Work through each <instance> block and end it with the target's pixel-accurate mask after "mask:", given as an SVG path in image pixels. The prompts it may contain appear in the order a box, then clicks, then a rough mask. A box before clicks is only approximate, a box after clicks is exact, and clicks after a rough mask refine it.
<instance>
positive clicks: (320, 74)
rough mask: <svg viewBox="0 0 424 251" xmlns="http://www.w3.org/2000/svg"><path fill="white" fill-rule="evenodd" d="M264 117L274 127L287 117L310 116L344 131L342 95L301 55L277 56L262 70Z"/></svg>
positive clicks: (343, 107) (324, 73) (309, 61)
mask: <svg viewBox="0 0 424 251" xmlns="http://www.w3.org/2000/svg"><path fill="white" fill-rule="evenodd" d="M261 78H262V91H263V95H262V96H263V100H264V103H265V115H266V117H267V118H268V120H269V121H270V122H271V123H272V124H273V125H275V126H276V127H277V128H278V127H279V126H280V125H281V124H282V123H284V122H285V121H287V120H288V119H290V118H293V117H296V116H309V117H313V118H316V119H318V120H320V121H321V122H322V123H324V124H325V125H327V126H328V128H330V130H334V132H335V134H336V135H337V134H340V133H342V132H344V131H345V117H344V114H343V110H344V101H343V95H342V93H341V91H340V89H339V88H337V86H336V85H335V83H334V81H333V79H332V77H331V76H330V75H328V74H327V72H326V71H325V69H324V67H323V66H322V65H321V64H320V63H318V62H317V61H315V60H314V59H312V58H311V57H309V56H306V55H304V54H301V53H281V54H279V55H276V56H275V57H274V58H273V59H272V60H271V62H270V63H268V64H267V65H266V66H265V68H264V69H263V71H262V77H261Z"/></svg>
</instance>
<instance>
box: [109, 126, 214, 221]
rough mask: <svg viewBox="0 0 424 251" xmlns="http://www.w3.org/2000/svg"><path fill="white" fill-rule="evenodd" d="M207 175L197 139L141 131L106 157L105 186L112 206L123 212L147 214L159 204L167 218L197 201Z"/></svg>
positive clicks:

__________

### [WHAT YOU ARE ASKED TO DO]
The answer should consist of every entry, repeated word for word.

### [EXERCISE SOLUTION]
Work through each <instance> block and end it with the target's pixel-accurate mask after "mask:", given as an SVG path in image pixels. The prompts it may contain appear in the order a box, then clicks, then a rough mask. A box before clicks is only approximate, a box after clicks is exact, and clicks after a rough mask refine it.
<instance>
positive clicks: (320, 74)
rough mask: <svg viewBox="0 0 424 251" xmlns="http://www.w3.org/2000/svg"><path fill="white" fill-rule="evenodd" d="M264 117L274 127L287 117L310 116L344 131L342 95L301 55L277 56L262 70Z"/></svg>
positive clicks: (343, 107) (324, 73) (309, 61)
mask: <svg viewBox="0 0 424 251" xmlns="http://www.w3.org/2000/svg"><path fill="white" fill-rule="evenodd" d="M261 78H262V91H263V95H262V96H263V100H264V103H265V115H266V117H267V118H268V120H269V121H270V122H271V123H272V124H273V125H275V126H276V127H277V128H278V127H279V126H280V125H281V124H282V123H284V122H285V121H287V120H288V119H290V118H293V117H296V116H309V117H313V118H316V119H318V120H320V121H321V122H322V123H324V124H325V125H327V126H328V128H330V130H334V132H335V134H336V135H337V134H340V133H342V132H344V131H345V117H344V114H343V110H344V101H343V95H342V93H341V91H340V89H339V88H337V86H336V85H335V83H334V81H333V79H332V77H331V76H330V75H328V74H327V72H326V71H325V69H324V67H323V66H322V65H321V64H320V63H318V62H317V61H315V60H314V59H312V58H311V57H309V56H306V55H304V54H301V53H281V54H279V55H276V56H275V57H274V58H273V59H272V60H271V62H270V63H268V64H267V65H266V66H265V68H264V69H263V71H262V77H261Z"/></svg>
</instance>
<instance>
box: [109, 126, 214, 221]
rough mask: <svg viewBox="0 0 424 251" xmlns="http://www.w3.org/2000/svg"><path fill="white" fill-rule="evenodd" d="M207 175L197 139L141 131L106 157L105 186L112 206L123 212L147 214L159 204L167 218L197 201Z"/></svg>
positive clicks:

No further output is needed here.